# [Provided records]
-*-
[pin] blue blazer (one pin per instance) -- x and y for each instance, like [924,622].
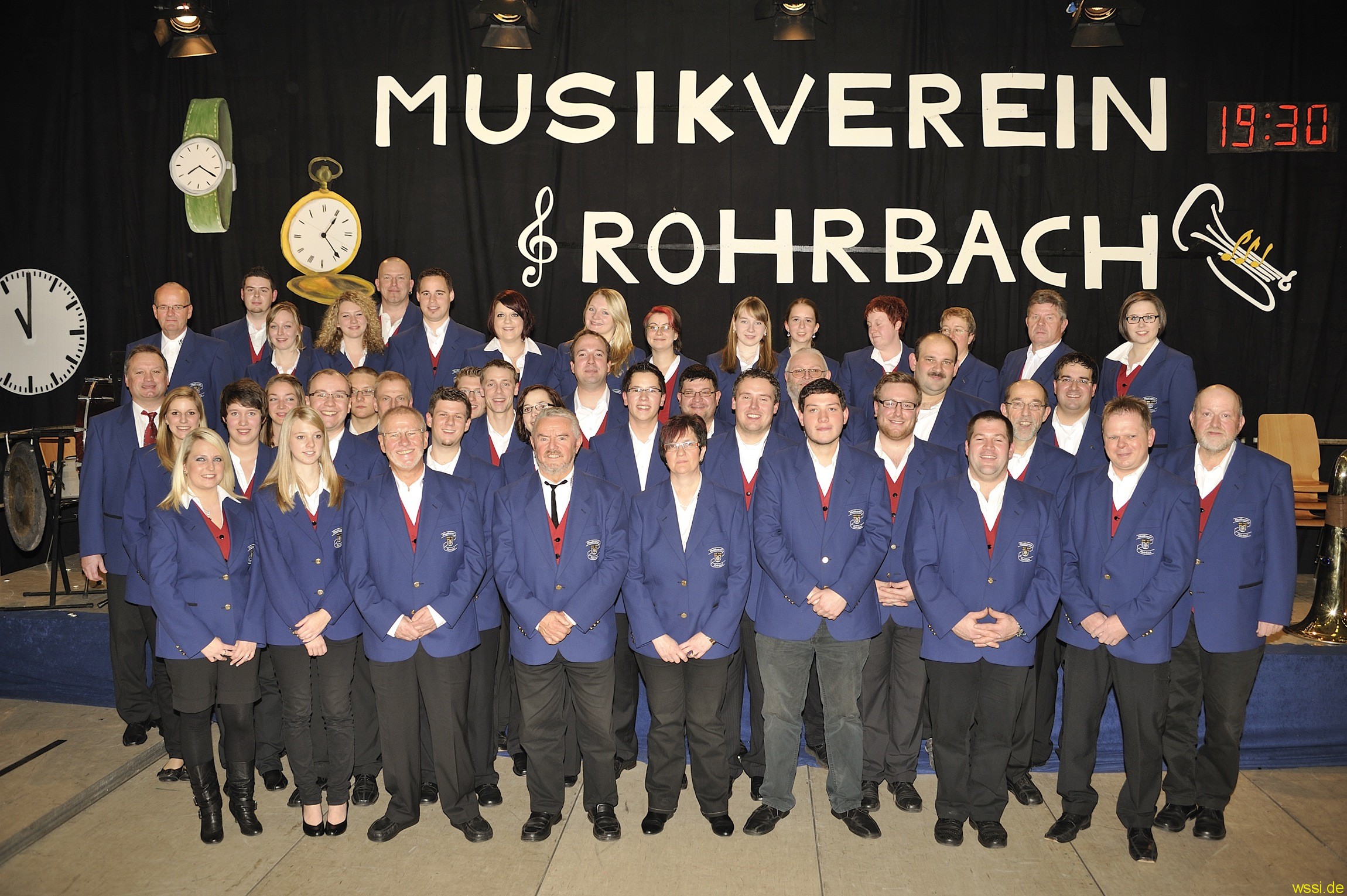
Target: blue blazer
[951,574]
[1140,573]
[584,584]
[927,464]
[111,442]
[389,580]
[409,353]
[487,480]
[951,423]
[801,550]
[235,334]
[860,374]
[1043,377]
[1245,572]
[1090,452]
[147,484]
[197,593]
[302,567]
[1168,387]
[981,380]
[204,363]
[536,367]
[679,592]
[563,380]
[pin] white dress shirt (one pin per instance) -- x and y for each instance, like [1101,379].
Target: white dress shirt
[1035,359]
[1125,485]
[1209,480]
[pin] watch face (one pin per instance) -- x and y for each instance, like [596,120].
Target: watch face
[42,332]
[324,235]
[197,166]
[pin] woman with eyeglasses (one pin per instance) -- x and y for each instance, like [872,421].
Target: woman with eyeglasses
[347,340]
[748,344]
[209,601]
[605,313]
[289,353]
[665,336]
[685,592]
[312,619]
[1150,370]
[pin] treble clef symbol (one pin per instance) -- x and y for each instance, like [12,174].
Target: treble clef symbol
[536,245]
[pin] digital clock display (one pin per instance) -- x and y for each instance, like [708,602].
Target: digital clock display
[1272,127]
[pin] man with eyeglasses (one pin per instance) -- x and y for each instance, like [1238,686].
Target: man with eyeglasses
[945,413]
[1076,429]
[247,337]
[1035,463]
[200,361]
[894,679]
[972,377]
[418,634]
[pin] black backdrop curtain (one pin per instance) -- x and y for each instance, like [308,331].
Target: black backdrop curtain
[95,111]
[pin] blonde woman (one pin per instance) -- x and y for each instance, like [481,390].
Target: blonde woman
[748,346]
[310,619]
[605,313]
[351,337]
[209,603]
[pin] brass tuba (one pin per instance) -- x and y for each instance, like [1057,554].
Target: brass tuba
[1325,621]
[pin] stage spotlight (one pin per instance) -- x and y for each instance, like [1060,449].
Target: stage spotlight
[1096,25]
[510,20]
[792,20]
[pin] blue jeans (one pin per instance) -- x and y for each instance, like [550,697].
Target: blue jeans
[786,677]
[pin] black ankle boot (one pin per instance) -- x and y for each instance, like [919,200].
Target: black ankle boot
[205,792]
[239,785]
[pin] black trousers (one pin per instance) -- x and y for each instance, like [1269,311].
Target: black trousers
[1032,743]
[686,701]
[892,689]
[364,710]
[1143,693]
[546,693]
[129,630]
[973,712]
[297,674]
[1217,685]
[401,688]
[627,692]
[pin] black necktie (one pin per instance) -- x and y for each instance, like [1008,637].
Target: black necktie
[557,521]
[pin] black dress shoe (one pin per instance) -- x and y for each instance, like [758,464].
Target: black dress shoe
[990,835]
[538,827]
[1025,791]
[1067,826]
[135,735]
[905,796]
[476,830]
[870,796]
[384,829]
[365,790]
[859,822]
[607,827]
[1175,817]
[654,822]
[1210,823]
[1141,845]
[949,832]
[763,820]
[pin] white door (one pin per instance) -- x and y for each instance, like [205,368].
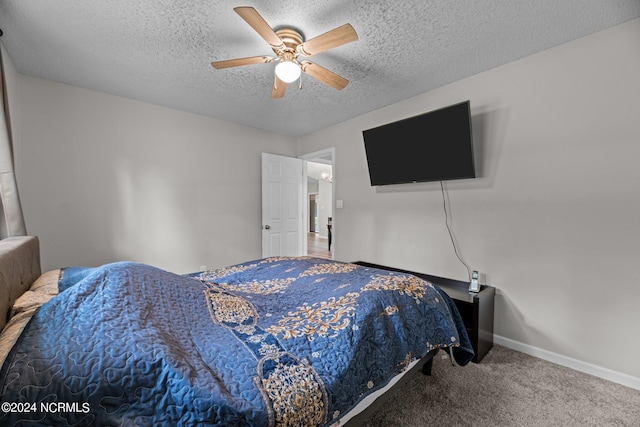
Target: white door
[282,206]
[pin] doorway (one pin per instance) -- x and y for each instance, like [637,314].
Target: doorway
[319,197]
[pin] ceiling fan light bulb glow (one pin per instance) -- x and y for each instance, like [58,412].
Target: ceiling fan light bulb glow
[288,71]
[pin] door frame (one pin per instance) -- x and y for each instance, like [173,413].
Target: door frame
[327,156]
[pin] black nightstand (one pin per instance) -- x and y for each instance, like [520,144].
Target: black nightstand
[476,309]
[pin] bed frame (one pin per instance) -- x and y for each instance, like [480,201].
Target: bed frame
[20,267]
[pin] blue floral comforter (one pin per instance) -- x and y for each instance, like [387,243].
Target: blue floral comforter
[277,341]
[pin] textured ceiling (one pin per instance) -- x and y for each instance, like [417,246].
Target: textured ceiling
[159,51]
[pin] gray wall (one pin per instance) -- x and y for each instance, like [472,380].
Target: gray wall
[104,178]
[553,219]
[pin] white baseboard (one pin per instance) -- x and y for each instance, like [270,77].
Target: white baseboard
[578,365]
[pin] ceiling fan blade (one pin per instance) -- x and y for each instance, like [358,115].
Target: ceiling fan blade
[279,88]
[325,76]
[257,22]
[334,38]
[219,65]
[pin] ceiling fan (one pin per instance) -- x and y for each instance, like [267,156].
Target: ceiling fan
[288,45]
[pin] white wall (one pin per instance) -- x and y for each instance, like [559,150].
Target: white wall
[103,179]
[553,221]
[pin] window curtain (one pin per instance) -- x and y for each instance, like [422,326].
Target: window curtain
[11,218]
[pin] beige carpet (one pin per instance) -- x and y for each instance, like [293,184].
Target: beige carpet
[508,388]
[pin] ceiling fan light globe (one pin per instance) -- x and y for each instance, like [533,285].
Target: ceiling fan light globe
[288,71]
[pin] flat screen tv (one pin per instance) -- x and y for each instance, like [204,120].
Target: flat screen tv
[434,146]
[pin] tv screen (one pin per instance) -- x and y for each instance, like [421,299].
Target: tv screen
[434,146]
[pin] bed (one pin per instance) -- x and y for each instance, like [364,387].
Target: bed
[280,341]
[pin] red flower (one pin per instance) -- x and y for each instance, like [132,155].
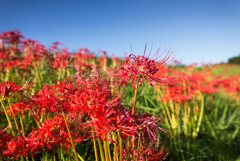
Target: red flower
[142,68]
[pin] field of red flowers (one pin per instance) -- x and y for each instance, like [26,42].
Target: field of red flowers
[60,105]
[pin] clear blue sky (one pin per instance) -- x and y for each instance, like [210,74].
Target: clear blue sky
[196,30]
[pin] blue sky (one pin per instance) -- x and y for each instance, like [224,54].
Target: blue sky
[196,30]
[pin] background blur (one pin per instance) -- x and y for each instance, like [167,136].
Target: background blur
[197,31]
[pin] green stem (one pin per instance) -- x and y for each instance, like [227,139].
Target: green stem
[127,148]
[95,147]
[14,118]
[115,148]
[21,121]
[135,98]
[70,136]
[138,146]
[106,150]
[38,77]
[200,115]
[6,114]
[100,148]
[32,158]
[120,145]
[69,155]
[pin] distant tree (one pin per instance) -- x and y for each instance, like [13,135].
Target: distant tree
[234,60]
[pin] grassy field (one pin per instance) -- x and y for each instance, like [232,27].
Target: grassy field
[59,105]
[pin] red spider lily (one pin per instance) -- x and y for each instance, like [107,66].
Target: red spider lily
[4,55]
[61,61]
[16,148]
[52,134]
[11,63]
[54,46]
[11,37]
[19,107]
[51,98]
[4,139]
[154,153]
[142,68]
[5,89]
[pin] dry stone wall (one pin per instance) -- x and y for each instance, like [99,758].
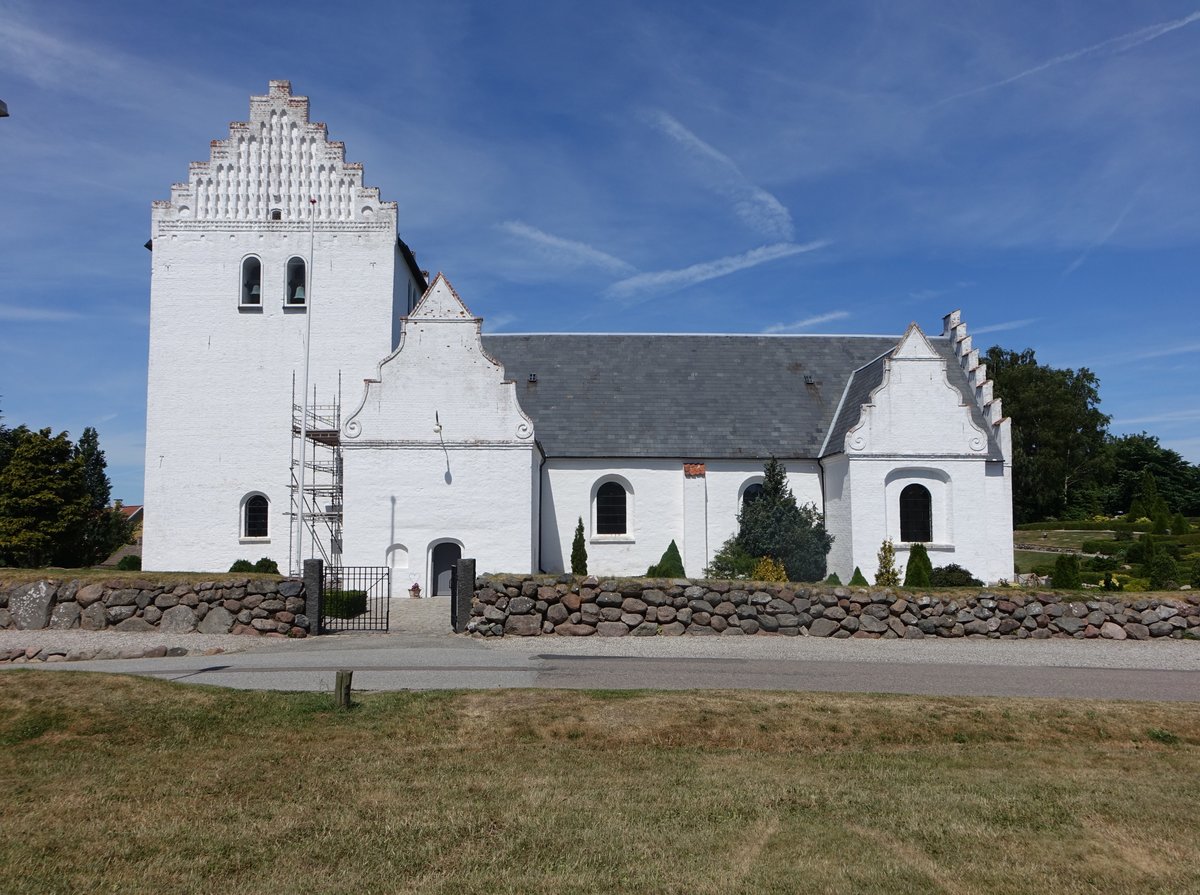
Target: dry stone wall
[562,605]
[265,607]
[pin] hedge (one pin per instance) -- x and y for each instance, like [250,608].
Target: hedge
[345,604]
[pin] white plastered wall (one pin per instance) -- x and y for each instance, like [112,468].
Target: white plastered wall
[439,450]
[918,430]
[663,504]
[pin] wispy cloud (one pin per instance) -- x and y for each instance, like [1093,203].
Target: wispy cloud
[756,206]
[1120,43]
[640,284]
[1104,238]
[19,313]
[568,251]
[1002,326]
[807,323]
[1170,416]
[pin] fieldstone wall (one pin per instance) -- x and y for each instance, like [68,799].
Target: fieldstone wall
[259,607]
[562,605]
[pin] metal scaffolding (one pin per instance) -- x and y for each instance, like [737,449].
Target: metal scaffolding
[316,508]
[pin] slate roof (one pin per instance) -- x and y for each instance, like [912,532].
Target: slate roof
[705,397]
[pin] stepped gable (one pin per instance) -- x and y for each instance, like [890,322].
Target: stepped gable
[270,168]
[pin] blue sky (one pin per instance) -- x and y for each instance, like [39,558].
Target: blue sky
[667,167]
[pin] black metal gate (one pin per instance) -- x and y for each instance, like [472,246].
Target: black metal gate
[355,598]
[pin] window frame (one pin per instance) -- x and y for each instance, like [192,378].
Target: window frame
[244,284]
[245,534]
-*-
# [Directions for this task]
Quote the data verbatim, starting at the line that contains "[pin] hedge (one" and ending with the final line of the data.

# [Exercise output]
[pin] hedge (one pin per instance) -- x and y for each instance, like [250,608].
Target: hedge
[345,604]
[pin] white plastered wall (one pin per instance) -- x and y for each instance, like [112,468].
Target: white plastered wall
[439,450]
[918,430]
[663,504]
[pin] wispy cloud (one pin per instance) -- x and y for each instance, like [1093,203].
Target: wispy cloud
[756,206]
[1120,43]
[640,284]
[1104,238]
[19,313]
[568,251]
[1002,326]
[807,323]
[1170,416]
[pin] fieldstone wall (one pin per instance) -- x and y for each instance, like [68,799].
Target: fieldstone wall
[259,607]
[562,605]
[pin] metal scaffolding (one pin per instance) -- x and y for each instance, like [737,449].
Target: metal scaffolding
[316,508]
[pin] slate roof (one pin per instance) -- x and y for each instance, like [912,532].
Target: slate roof
[705,397]
[pin] stepped gable (one pin per instance) -- x and y for each instance, like [890,322].
Target: stepped gable
[270,168]
[pin] blue sky (one pin per instance) -- x and y for each instance, like [39,558].
Target: blue sky
[667,167]
[pin] black metal gate (one pin per instance) -- x and y for each instance, like [472,246].
Target: black metal gate
[355,598]
[pin] window frame (one pin per instance) -- x and y for each instance, like [192,378].
Target: window frame
[244,284]
[245,534]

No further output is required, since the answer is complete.